Pull out every line of the records that contains the word "white", copying each one in full. Case counts.

(Coordinate annotation records)
* Start *
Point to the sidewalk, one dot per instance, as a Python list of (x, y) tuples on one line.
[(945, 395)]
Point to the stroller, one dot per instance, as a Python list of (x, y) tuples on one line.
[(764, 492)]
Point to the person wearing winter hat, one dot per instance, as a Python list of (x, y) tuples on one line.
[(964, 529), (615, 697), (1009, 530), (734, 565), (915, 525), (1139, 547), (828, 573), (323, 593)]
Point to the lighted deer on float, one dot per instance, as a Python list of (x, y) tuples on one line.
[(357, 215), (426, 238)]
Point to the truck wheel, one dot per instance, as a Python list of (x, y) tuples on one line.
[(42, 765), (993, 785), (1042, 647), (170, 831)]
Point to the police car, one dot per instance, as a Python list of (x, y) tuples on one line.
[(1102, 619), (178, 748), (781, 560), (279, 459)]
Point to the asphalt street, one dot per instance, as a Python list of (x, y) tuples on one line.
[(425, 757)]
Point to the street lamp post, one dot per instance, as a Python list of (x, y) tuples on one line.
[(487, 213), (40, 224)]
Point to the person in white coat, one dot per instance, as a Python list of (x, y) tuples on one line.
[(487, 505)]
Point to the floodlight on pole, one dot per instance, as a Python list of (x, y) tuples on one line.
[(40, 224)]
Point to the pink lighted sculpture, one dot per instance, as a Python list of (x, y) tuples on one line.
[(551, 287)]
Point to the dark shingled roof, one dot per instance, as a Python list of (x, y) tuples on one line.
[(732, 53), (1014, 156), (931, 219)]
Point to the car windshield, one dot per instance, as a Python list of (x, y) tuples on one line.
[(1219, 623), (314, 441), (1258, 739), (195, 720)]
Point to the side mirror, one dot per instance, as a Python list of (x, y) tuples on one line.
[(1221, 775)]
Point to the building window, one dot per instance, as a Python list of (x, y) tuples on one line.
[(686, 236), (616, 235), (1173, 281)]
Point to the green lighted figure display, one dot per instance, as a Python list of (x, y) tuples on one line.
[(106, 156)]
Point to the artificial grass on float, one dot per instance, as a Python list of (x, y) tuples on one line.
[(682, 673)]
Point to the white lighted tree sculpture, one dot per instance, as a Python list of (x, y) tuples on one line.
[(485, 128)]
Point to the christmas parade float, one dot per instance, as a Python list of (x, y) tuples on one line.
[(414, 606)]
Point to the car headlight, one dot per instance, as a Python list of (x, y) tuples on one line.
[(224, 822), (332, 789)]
* End *
* Start *
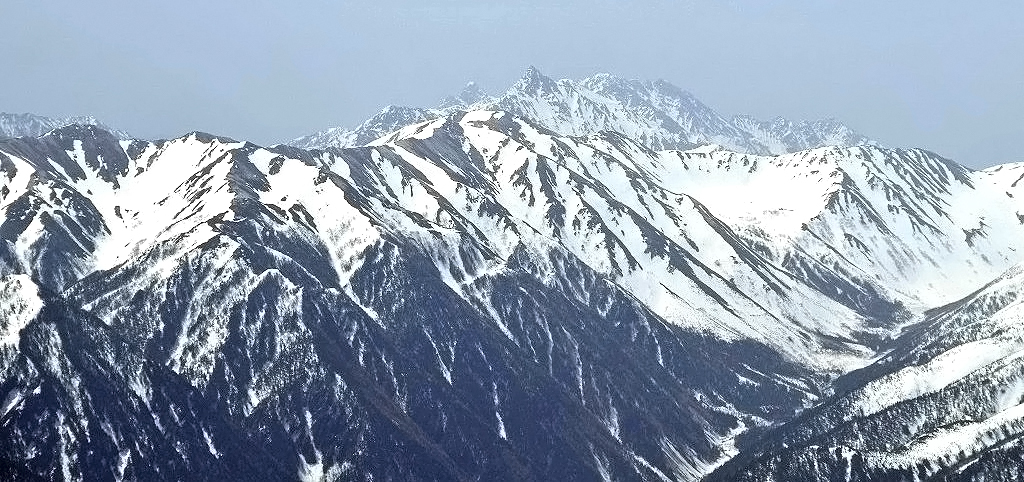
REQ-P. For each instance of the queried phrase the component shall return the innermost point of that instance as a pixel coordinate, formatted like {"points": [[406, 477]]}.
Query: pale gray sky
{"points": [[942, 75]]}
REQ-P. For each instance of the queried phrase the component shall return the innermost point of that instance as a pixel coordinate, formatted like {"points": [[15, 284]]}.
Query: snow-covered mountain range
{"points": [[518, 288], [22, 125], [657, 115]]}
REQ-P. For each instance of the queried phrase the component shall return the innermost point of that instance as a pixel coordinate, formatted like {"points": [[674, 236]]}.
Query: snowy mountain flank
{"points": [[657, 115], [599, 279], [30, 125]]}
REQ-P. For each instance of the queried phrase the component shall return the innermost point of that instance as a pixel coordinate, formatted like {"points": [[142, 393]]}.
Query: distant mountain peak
* End *
▶ [Task result]:
Point to the person in white coat, one dot per instance, as a Python list of (x, y) tuples on one line.
Point to the white lighted tree sculpture, one dot per instance, as a Python list of (x, y) tuples on one line.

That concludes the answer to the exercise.